*WRITTEN INSTRUCTION:*
Rewrite the rows below, replacing "instance" with "occurrence" and keeping everything else the same. Omit the pictures from your output.

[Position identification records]

------------------------------------

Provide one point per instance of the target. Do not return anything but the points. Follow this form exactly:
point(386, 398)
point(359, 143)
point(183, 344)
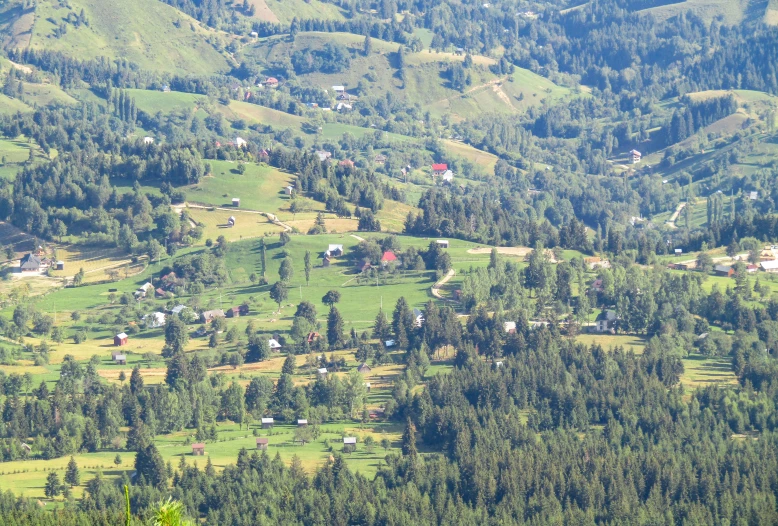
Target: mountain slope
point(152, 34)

------------------------------------

*COMPLETED EXERCISE:*
Provide one point per occurrence of the target. Do not return anything but the points. Follow this form exactly:
point(386, 398)
point(359, 143)
point(183, 344)
Target: mountain slope
point(152, 34)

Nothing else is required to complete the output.